**Requirement**:
Which lines of the records below contain the word "cockpit"? Pull out each one and copy it in full.

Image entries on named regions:
[start]
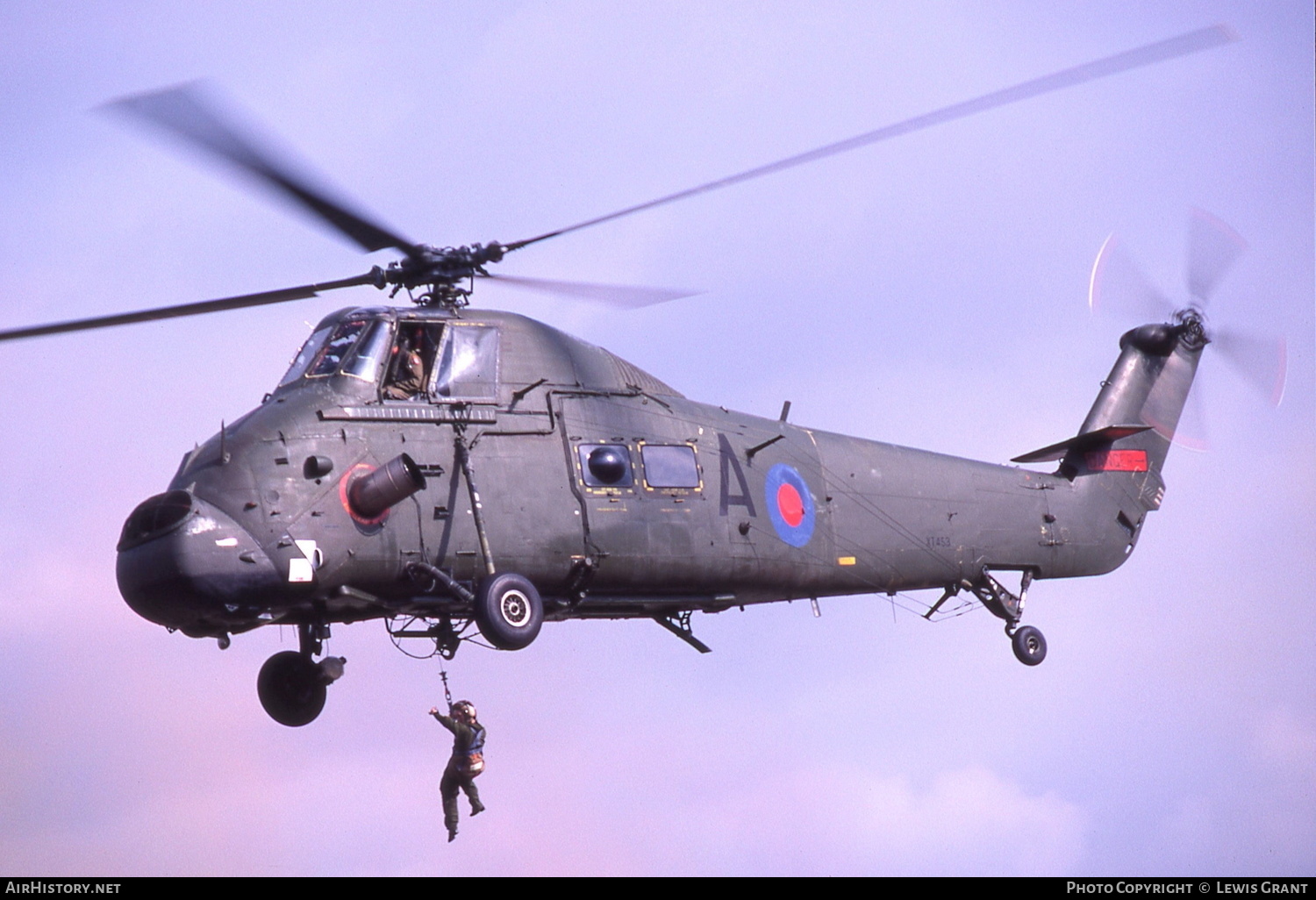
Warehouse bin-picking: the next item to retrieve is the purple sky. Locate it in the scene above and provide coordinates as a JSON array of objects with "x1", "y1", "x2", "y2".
[{"x1": 0, "y1": 0, "x2": 1316, "y2": 875}]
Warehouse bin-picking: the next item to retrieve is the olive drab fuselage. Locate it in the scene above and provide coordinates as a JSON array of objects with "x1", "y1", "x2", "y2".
[{"x1": 118, "y1": 308, "x2": 1200, "y2": 639}]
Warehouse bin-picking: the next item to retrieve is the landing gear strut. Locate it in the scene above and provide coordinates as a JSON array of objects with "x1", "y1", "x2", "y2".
[
  {"x1": 963, "y1": 566, "x2": 1047, "y2": 666},
  {"x1": 255, "y1": 625, "x2": 347, "y2": 728}
]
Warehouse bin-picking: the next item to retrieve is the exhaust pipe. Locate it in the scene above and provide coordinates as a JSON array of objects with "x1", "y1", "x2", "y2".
[{"x1": 347, "y1": 453, "x2": 426, "y2": 520}]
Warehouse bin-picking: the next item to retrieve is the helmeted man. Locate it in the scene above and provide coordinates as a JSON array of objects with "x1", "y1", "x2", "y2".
[
  {"x1": 429, "y1": 700, "x2": 484, "y2": 842},
  {"x1": 384, "y1": 329, "x2": 426, "y2": 400}
]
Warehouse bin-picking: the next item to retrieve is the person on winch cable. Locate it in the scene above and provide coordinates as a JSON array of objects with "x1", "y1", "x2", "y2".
[{"x1": 429, "y1": 700, "x2": 484, "y2": 842}]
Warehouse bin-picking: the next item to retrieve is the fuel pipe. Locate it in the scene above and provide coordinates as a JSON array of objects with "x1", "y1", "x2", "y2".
[{"x1": 457, "y1": 434, "x2": 495, "y2": 575}]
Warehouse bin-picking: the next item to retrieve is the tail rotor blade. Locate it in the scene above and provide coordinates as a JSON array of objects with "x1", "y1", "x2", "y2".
[
  {"x1": 1211, "y1": 329, "x2": 1289, "y2": 407},
  {"x1": 1087, "y1": 234, "x2": 1174, "y2": 323},
  {"x1": 1187, "y1": 210, "x2": 1248, "y2": 307}
]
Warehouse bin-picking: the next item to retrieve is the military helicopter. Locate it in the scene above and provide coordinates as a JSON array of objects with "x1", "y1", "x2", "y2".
[{"x1": 0, "y1": 26, "x2": 1263, "y2": 726}]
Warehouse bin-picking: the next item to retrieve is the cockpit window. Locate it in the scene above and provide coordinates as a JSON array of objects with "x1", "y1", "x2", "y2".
[
  {"x1": 279, "y1": 325, "x2": 329, "y2": 387},
  {"x1": 342, "y1": 318, "x2": 392, "y2": 382},
  {"x1": 307, "y1": 318, "x2": 370, "y2": 378},
  {"x1": 431, "y1": 325, "x2": 497, "y2": 402}
]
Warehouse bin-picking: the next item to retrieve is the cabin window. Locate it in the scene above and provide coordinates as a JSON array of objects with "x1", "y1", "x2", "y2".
[
  {"x1": 640, "y1": 444, "x2": 699, "y2": 489},
  {"x1": 342, "y1": 318, "x2": 392, "y2": 382},
  {"x1": 384, "y1": 321, "x2": 444, "y2": 400},
  {"x1": 576, "y1": 444, "x2": 634, "y2": 489},
  {"x1": 307, "y1": 318, "x2": 370, "y2": 378},
  {"x1": 279, "y1": 325, "x2": 329, "y2": 387},
  {"x1": 431, "y1": 325, "x2": 497, "y2": 402}
]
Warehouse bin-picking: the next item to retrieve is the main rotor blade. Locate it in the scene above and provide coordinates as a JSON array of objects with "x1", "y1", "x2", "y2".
[
  {"x1": 487, "y1": 275, "x2": 703, "y2": 310},
  {"x1": 1187, "y1": 210, "x2": 1248, "y2": 307},
  {"x1": 504, "y1": 25, "x2": 1239, "y2": 250},
  {"x1": 105, "y1": 82, "x2": 415, "y2": 255},
  {"x1": 0, "y1": 271, "x2": 379, "y2": 341}
]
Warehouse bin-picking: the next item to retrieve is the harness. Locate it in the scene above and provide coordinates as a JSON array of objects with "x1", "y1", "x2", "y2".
[{"x1": 461, "y1": 725, "x2": 484, "y2": 778}]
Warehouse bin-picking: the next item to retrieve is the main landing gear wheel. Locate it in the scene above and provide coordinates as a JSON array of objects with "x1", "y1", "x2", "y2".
[
  {"x1": 1010, "y1": 625, "x2": 1047, "y2": 666},
  {"x1": 255, "y1": 650, "x2": 325, "y2": 728},
  {"x1": 476, "y1": 573, "x2": 544, "y2": 650}
]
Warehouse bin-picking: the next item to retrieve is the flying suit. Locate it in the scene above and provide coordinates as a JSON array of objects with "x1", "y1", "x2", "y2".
[{"x1": 433, "y1": 712, "x2": 484, "y2": 841}]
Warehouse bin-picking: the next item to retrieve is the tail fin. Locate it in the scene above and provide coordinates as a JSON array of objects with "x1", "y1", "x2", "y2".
[{"x1": 1012, "y1": 319, "x2": 1207, "y2": 482}]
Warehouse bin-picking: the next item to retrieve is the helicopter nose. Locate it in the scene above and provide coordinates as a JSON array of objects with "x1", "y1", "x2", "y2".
[{"x1": 116, "y1": 491, "x2": 279, "y2": 637}]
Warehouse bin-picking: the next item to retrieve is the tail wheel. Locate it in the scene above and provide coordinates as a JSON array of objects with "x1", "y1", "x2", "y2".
[
  {"x1": 476, "y1": 573, "x2": 544, "y2": 650},
  {"x1": 1010, "y1": 625, "x2": 1047, "y2": 666},
  {"x1": 255, "y1": 650, "x2": 325, "y2": 728}
]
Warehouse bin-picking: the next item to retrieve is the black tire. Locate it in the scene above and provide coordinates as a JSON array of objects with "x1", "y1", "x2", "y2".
[
  {"x1": 476, "y1": 573, "x2": 544, "y2": 650},
  {"x1": 1010, "y1": 625, "x2": 1047, "y2": 666},
  {"x1": 255, "y1": 650, "x2": 325, "y2": 728}
]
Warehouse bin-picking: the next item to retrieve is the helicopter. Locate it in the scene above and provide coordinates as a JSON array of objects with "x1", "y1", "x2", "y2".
[{"x1": 0, "y1": 26, "x2": 1263, "y2": 726}]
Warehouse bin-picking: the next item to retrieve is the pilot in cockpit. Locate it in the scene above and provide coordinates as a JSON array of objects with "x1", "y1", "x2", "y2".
[{"x1": 384, "y1": 326, "x2": 426, "y2": 400}]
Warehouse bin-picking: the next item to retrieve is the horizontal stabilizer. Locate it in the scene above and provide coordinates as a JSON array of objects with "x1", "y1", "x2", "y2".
[{"x1": 1011, "y1": 425, "x2": 1152, "y2": 463}]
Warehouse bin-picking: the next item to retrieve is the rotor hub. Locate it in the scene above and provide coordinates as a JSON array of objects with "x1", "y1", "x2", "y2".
[{"x1": 376, "y1": 241, "x2": 508, "y2": 310}]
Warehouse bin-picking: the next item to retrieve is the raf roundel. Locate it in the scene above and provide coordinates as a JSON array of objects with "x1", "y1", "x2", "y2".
[{"x1": 763, "y1": 463, "x2": 815, "y2": 547}]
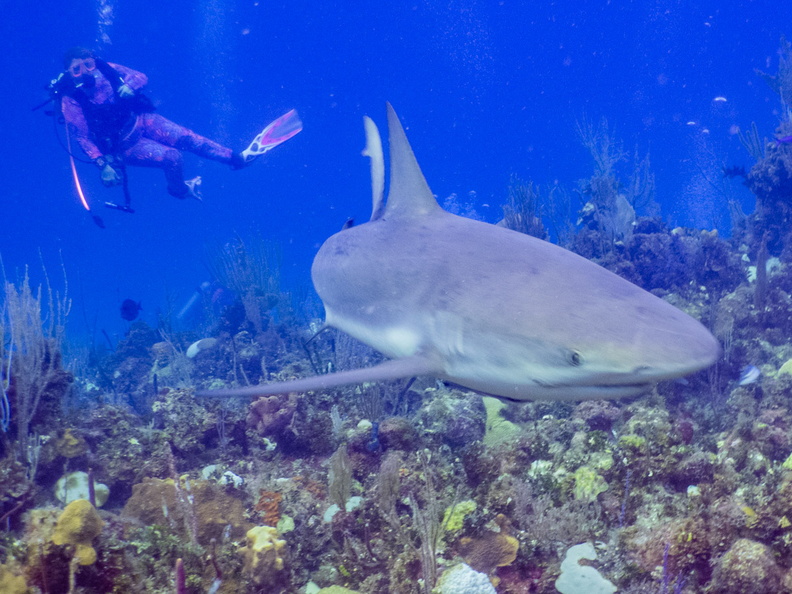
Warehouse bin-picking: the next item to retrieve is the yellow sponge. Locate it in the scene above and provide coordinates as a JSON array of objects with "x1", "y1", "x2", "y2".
[{"x1": 52, "y1": 499, "x2": 104, "y2": 565}]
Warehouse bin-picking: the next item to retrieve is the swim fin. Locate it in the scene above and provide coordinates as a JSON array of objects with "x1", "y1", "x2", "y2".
[
  {"x1": 184, "y1": 175, "x2": 203, "y2": 200},
  {"x1": 239, "y1": 109, "x2": 302, "y2": 167}
]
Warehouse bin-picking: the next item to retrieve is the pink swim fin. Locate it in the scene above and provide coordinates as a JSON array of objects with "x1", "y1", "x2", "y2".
[{"x1": 240, "y1": 109, "x2": 302, "y2": 164}]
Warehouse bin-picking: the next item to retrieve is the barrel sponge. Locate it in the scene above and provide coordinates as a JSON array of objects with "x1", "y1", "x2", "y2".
[
  {"x1": 239, "y1": 526, "x2": 286, "y2": 586},
  {"x1": 52, "y1": 499, "x2": 104, "y2": 565}
]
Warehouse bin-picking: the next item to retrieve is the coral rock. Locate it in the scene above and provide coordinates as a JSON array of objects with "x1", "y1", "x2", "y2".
[{"x1": 711, "y1": 538, "x2": 782, "y2": 594}]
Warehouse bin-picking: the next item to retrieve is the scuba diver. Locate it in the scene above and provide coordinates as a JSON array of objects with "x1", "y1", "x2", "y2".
[{"x1": 44, "y1": 47, "x2": 302, "y2": 212}]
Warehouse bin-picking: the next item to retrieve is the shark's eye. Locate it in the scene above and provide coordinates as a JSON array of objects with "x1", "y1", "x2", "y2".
[{"x1": 568, "y1": 351, "x2": 583, "y2": 367}]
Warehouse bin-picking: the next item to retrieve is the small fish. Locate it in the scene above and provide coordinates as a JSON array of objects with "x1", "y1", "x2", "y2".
[
  {"x1": 737, "y1": 365, "x2": 762, "y2": 386},
  {"x1": 121, "y1": 299, "x2": 143, "y2": 322}
]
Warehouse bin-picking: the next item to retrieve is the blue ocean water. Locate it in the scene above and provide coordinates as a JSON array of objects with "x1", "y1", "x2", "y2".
[{"x1": 0, "y1": 0, "x2": 792, "y2": 339}]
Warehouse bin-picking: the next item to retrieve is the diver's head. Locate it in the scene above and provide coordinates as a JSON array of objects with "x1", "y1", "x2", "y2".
[{"x1": 63, "y1": 47, "x2": 96, "y2": 87}]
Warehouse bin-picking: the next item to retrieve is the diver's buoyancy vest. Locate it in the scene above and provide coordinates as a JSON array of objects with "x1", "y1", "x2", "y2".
[{"x1": 64, "y1": 59, "x2": 154, "y2": 153}]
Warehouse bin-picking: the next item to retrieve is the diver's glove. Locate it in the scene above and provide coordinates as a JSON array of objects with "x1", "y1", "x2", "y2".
[
  {"x1": 94, "y1": 155, "x2": 123, "y2": 187},
  {"x1": 116, "y1": 83, "x2": 135, "y2": 99}
]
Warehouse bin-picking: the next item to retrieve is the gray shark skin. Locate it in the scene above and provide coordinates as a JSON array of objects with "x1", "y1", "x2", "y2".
[{"x1": 205, "y1": 105, "x2": 721, "y2": 400}]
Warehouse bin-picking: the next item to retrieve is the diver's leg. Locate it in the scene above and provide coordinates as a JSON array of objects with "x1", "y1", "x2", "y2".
[
  {"x1": 122, "y1": 138, "x2": 190, "y2": 198},
  {"x1": 141, "y1": 113, "x2": 234, "y2": 164}
]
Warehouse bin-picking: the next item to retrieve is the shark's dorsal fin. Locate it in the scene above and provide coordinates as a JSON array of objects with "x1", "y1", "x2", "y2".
[
  {"x1": 384, "y1": 103, "x2": 441, "y2": 218},
  {"x1": 363, "y1": 116, "x2": 385, "y2": 221}
]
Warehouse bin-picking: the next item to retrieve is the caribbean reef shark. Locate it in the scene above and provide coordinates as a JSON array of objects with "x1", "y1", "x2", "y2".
[{"x1": 204, "y1": 105, "x2": 721, "y2": 400}]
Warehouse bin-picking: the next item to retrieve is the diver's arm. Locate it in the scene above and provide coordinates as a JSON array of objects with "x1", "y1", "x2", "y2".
[
  {"x1": 108, "y1": 62, "x2": 148, "y2": 91},
  {"x1": 61, "y1": 97, "x2": 102, "y2": 161}
]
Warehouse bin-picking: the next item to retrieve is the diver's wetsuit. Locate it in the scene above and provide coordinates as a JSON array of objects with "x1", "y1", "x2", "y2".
[{"x1": 61, "y1": 63, "x2": 233, "y2": 198}]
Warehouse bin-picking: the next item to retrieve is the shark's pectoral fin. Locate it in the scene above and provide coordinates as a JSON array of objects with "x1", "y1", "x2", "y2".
[{"x1": 196, "y1": 355, "x2": 440, "y2": 397}]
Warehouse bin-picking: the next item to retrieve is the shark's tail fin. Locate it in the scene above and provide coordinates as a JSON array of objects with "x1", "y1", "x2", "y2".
[{"x1": 196, "y1": 355, "x2": 440, "y2": 398}]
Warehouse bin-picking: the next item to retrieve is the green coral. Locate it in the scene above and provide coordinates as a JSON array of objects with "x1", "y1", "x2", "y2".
[
  {"x1": 572, "y1": 466, "x2": 608, "y2": 502},
  {"x1": 443, "y1": 499, "x2": 477, "y2": 532}
]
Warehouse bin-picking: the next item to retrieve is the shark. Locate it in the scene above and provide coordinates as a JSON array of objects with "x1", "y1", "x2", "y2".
[{"x1": 203, "y1": 104, "x2": 721, "y2": 401}]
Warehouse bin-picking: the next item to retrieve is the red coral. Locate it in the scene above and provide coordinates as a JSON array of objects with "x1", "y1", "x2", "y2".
[
  {"x1": 254, "y1": 490, "x2": 283, "y2": 526},
  {"x1": 247, "y1": 394, "x2": 297, "y2": 437}
]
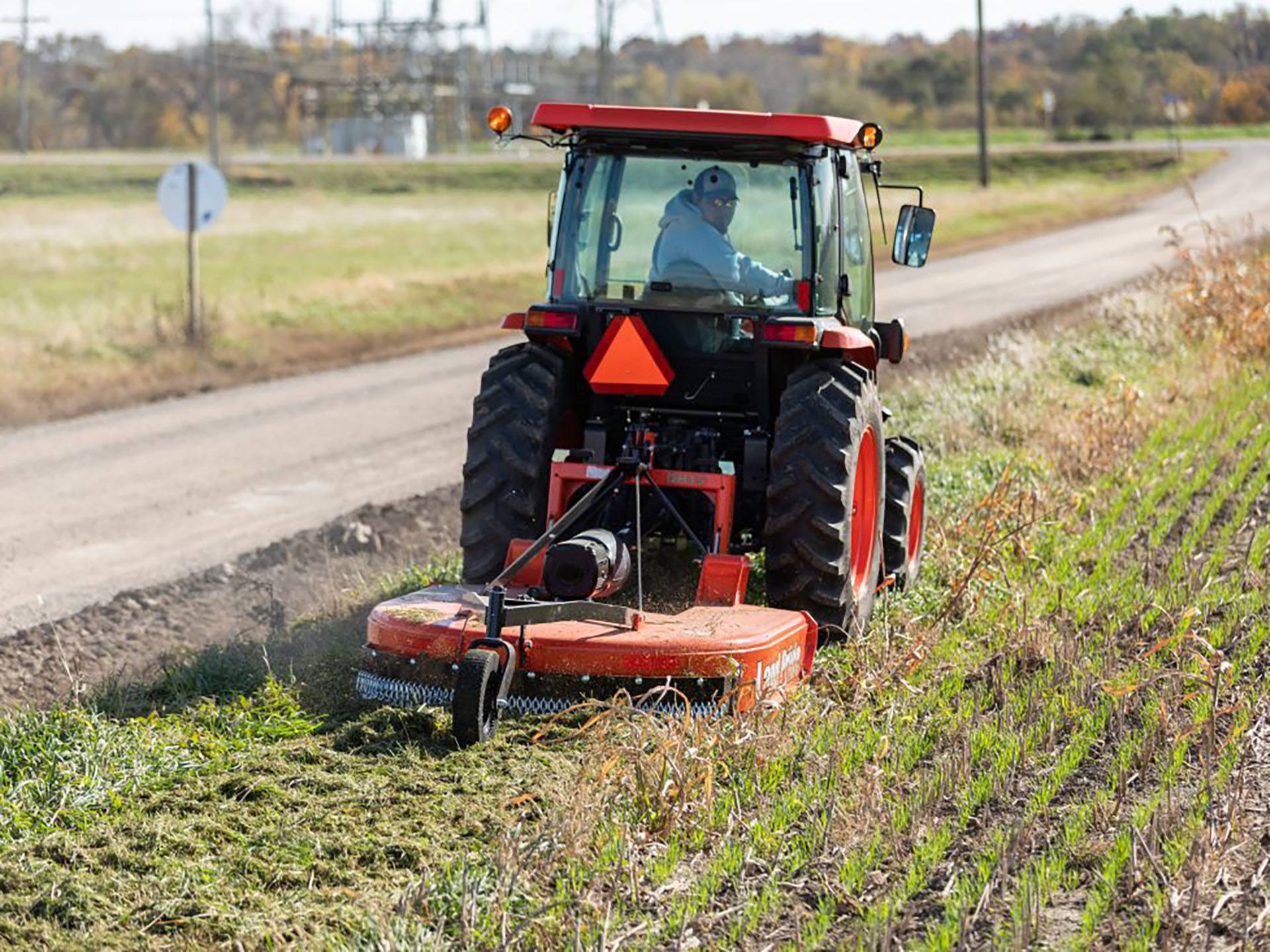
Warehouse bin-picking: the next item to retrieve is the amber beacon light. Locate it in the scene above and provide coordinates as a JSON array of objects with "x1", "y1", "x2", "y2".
[
  {"x1": 856, "y1": 122, "x2": 881, "y2": 149},
  {"x1": 485, "y1": 105, "x2": 512, "y2": 136}
]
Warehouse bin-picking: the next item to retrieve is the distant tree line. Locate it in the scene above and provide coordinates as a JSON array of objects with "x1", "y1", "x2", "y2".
[{"x1": 0, "y1": 7, "x2": 1270, "y2": 149}]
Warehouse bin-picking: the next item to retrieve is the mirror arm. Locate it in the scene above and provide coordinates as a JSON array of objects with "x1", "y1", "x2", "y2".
[
  {"x1": 494, "y1": 132, "x2": 574, "y2": 149},
  {"x1": 874, "y1": 179, "x2": 926, "y2": 208}
]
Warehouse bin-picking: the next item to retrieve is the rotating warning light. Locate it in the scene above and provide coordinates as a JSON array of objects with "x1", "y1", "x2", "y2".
[
  {"x1": 485, "y1": 105, "x2": 512, "y2": 136},
  {"x1": 856, "y1": 122, "x2": 881, "y2": 149}
]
[end]
**Completed task**:
Warehouse bin-picking: the next item to retrieve is the cockpit window. Locate it in the scene above and provide coordinates as a JSON array of objects with "x1", "y1", "x2", "y2".
Warehouse bin-picking: the next item to retrieve is the pilot in cockpit. Locate it in the scene above and provide coordinates as a JSON array of objects with "x1", "y1", "x2", "y2".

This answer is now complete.